SET TASK A:
Copy the following passage about building a JBoss cache in WebLogic startup and shutdown classes, keeping every line and character unchanged.

EXCERPTED PASSAGE:

I created startup/shutdown classes for WebLogic that create the Cache instance and place it in JNDI. I won't post the entire code here, but the cache creation code in the startup class looks like this:

 System.out.println("JBossCache - starting up...");
 CacheFactory<String, String> factory = new DefaultCacheFactory<String, String>();
 // configFile is jboss-cache.xml
 Cache<String, String> cache = factory.createCache(configFile, true);
 System.out.println("JbossCache - started cache");
 // put cache into JNDI...

The corresponding shutdown class code snippet looks like this:

 // grabbed cache out of JNDI and unbound it from there...

DATA TO USE:
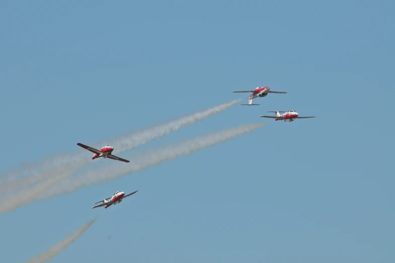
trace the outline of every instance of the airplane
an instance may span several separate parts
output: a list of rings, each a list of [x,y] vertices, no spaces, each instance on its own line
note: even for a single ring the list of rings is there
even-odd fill
[[[138,190],[137,191],[139,191]],[[131,194],[126,194],[125,195],[124,192],[115,192],[115,193],[112,195],[112,197],[108,197],[108,198],[106,198],[102,201],[99,201],[97,203],[95,203],[95,204],[97,203],[99,203],[100,202],[103,202],[103,203],[99,204],[99,205],[96,205],[96,206],[93,206],[92,207],[92,208],[99,207],[100,206],[104,206],[104,208],[106,208],[111,204],[115,205],[117,203],[119,203],[122,201],[122,200],[125,197],[127,197],[127,196],[129,196],[132,194],[136,193],[137,192],[137,191],[133,192]],[[111,198],[111,200],[109,201],[107,201],[107,199]]]
[[[103,157],[103,158],[109,158],[110,159],[112,159],[113,160],[120,161],[121,162],[124,162],[125,163],[129,163],[130,162],[129,161],[122,159],[122,158],[119,158],[118,156],[111,154],[111,152],[112,152],[112,151],[114,150],[114,147],[111,147],[110,145],[105,145],[100,150],[98,150],[97,149],[95,149],[94,148],[92,148],[92,147],[83,144],[80,142],[77,143],[77,145],[80,146],[84,149],[86,149],[87,150],[90,151],[92,151],[95,153],[93,154],[93,156],[92,157],[92,160],[96,159],[96,158],[99,158],[99,157]]]
[[[284,120],[285,122],[289,121],[289,122],[294,121],[296,119],[305,119],[307,118],[315,118],[315,116],[310,116],[308,117],[299,117],[299,114],[293,110],[290,110],[287,112],[267,112],[268,113],[276,113],[276,116],[265,116],[262,115],[259,116],[264,118],[272,118],[276,119],[276,121],[281,121]],[[280,115],[280,113],[285,113],[284,114]]]
[[[254,90],[242,90],[241,91],[233,91],[233,93],[241,92],[252,92],[252,94],[248,96],[248,104],[240,104],[240,105],[247,105],[248,106],[252,105],[259,105],[259,104],[252,104],[252,100],[258,97],[266,97],[268,93],[286,93],[287,91],[271,91],[270,88],[269,87],[264,87],[260,88],[257,87]]]

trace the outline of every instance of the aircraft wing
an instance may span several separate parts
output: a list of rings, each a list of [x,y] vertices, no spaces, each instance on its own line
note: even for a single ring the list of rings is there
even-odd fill
[[[95,149],[94,148],[92,148],[92,147],[89,147],[89,146],[87,146],[87,145],[86,145],[85,144],[83,144],[82,143],[81,143],[80,142],[77,143],[77,145],[78,145],[78,146],[80,146],[82,147],[84,149],[86,149],[87,150],[89,150],[89,151],[92,151],[94,153],[96,153],[97,154],[100,154],[100,153],[101,153],[100,151],[99,151],[97,149]]]
[[[310,116],[308,117],[300,117],[298,116],[298,118],[297,119],[306,119],[306,118],[315,118],[315,116]]]
[[[138,190],[137,191],[139,191],[139,190]],[[125,197],[127,197],[127,196],[130,196],[130,195],[132,195],[132,194],[133,194],[136,193],[137,192],[137,191],[135,191],[135,192],[133,192],[133,193],[131,193],[131,194],[126,194],[126,195],[124,195],[124,196],[123,196],[123,197],[122,197],[122,199],[123,199],[123,198],[124,198]]]
[[[93,206],[92,208],[96,208],[96,207],[99,207],[100,206],[104,206],[104,205],[111,205],[111,204],[112,204],[113,203],[115,203],[115,202],[116,202],[116,201],[110,201],[109,202],[107,202],[106,203],[103,203],[99,204],[99,205],[96,205],[96,206]]]
[[[110,159],[112,159],[113,160],[117,160],[117,161],[120,161],[121,162],[124,162],[125,163],[129,163],[130,161],[125,160],[125,159],[122,159],[122,158],[119,158],[119,157],[113,155],[112,154],[108,154],[107,155],[107,158],[109,158]]]
[[[283,117],[277,117],[277,116],[266,116],[265,115],[261,115],[259,116],[260,117],[264,117],[264,118],[271,118],[272,119],[284,119]]]

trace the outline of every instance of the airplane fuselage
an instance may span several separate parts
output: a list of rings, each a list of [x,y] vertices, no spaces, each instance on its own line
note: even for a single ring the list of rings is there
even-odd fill
[[[248,96],[248,99],[253,99],[257,97],[266,97],[268,95],[268,93],[270,90],[269,87],[264,87],[254,91],[254,92]]]
[[[93,156],[92,157],[92,160],[96,159],[96,158],[99,158],[99,157],[103,157],[103,158],[105,158],[106,157],[107,157],[107,155],[108,155],[108,154],[112,152],[112,151],[114,150],[114,148],[112,147],[109,147],[104,148],[103,149],[100,149],[99,150],[100,151],[100,152],[101,152],[101,153],[100,153],[100,154],[98,154],[97,153],[95,153],[94,154],[93,154]]]

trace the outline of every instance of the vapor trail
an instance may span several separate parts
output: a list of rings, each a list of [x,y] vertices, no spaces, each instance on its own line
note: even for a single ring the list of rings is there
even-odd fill
[[[86,231],[95,223],[96,219],[97,219],[97,217],[85,224],[82,228],[73,233],[71,236],[49,248],[43,254],[39,254],[34,257],[32,257],[30,259],[25,261],[25,263],[44,263],[52,260],[55,256],[60,253],[72,243],[81,236],[84,234],[84,232]]]
[[[9,212],[19,206],[33,202],[35,200],[34,198],[42,194],[43,192],[70,176],[69,173],[61,174],[57,177],[50,178],[48,181],[32,188],[3,198],[0,202],[0,214]]]
[[[84,186],[104,183],[150,167],[159,165],[166,161],[172,160],[182,155],[189,155],[195,151],[250,132],[265,125],[265,123],[259,123],[241,125],[238,127],[198,136],[161,149],[148,151],[145,154],[130,158],[131,161],[128,164],[128,165],[119,166],[115,163],[109,163],[109,165],[104,168],[89,170],[84,175],[67,178],[59,185],[46,191],[40,199],[48,199],[56,195],[75,192]]]
[[[114,147],[114,154],[118,154],[131,150],[151,141],[159,139],[164,136],[175,132],[181,128],[201,121],[205,119],[219,113],[240,101],[241,99],[214,106],[205,111],[199,111],[184,116],[178,119],[154,126],[137,132],[126,133],[120,136],[95,145],[102,145],[109,144]],[[97,146],[98,147],[98,146]],[[59,173],[68,173],[99,160],[92,160],[87,157],[87,152],[68,153],[59,155],[54,157],[41,161],[36,164],[25,165],[16,171],[6,173],[8,176],[6,182],[0,186],[0,195],[14,191],[16,189],[31,186],[46,178],[51,178]],[[25,178],[16,180],[16,176],[24,173]],[[27,177],[28,176],[28,177]]]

SET TASK B:
Set down the stretch of the rows above from the line containing "trace the outline of every instance of the vapor" through the end of the rows, keeping both ends and changing nothing.

EXERCISE ANSWER A:
I created startup/shutdown classes for WebLogic that create the Cache instance and place it in JNDI. I won't post the entire code here, but the cache creation code in the startup class looks like this:

 System.out.println("JBossCache - starting up...");
 CacheFactory<String, String> factory = new DefaultCacheFactory<String, String>();
 // configFile is jboss-cache.xml
 Cache<String, String> cache = factory.createCache(configFile, true);
 System.out.println("JbossCache - started cache");
 // put cache into JNDI...

The corresponding shutdown class code snippet looks like this:

 // grabbed cache out of JNDI and unbound it from there...

EXERCISE ANSWER B:
trace the outline of every instance of the vapor trail
an instance may span several separate parts
output: a list of rings, each a list of [x,y] vertices, no spaces, each instance on its own line
note: even for a single ring the list of rings is there
even-odd fill
[[[86,231],[95,223],[96,219],[97,219],[97,217],[85,224],[82,228],[73,233],[71,236],[49,248],[43,254],[39,254],[34,257],[32,257],[30,259],[25,261],[25,263],[44,263],[52,260],[55,256],[60,253],[72,243],[81,236],[84,234],[84,232]]]
[[[9,212],[19,206],[33,202],[35,200],[34,198],[42,194],[43,192],[70,176],[69,173],[61,174],[57,177],[50,178],[48,181],[32,188],[3,198],[0,202],[0,214]]]
[[[84,186],[104,183],[150,167],[159,165],[166,161],[172,160],[182,155],[189,155],[195,151],[250,132],[265,125],[265,123],[259,123],[241,125],[238,127],[198,136],[161,149],[148,151],[145,154],[130,158],[131,161],[128,164],[128,165],[119,166],[115,163],[109,163],[109,165],[104,168],[89,170],[84,175],[67,178],[59,185],[46,191],[40,199],[48,199],[56,195],[75,192]]]
[[[114,147],[114,154],[118,154],[131,150],[151,141],[159,139],[164,136],[175,132],[181,128],[201,121],[205,119],[219,113],[240,101],[241,99],[214,106],[205,111],[199,111],[184,116],[178,119],[154,126],[137,132],[126,133],[120,136],[95,145],[102,145],[109,144]],[[97,146],[98,147],[98,146]],[[59,173],[68,173],[99,160],[92,160],[87,157],[87,152],[68,153],[59,155],[54,157],[41,161],[36,164],[25,165],[16,171],[6,173],[8,176],[6,182],[0,186],[0,195],[14,191],[16,189],[31,186],[46,178],[51,178]],[[25,178],[16,180],[16,176],[24,173]],[[27,177],[28,176],[28,177]]]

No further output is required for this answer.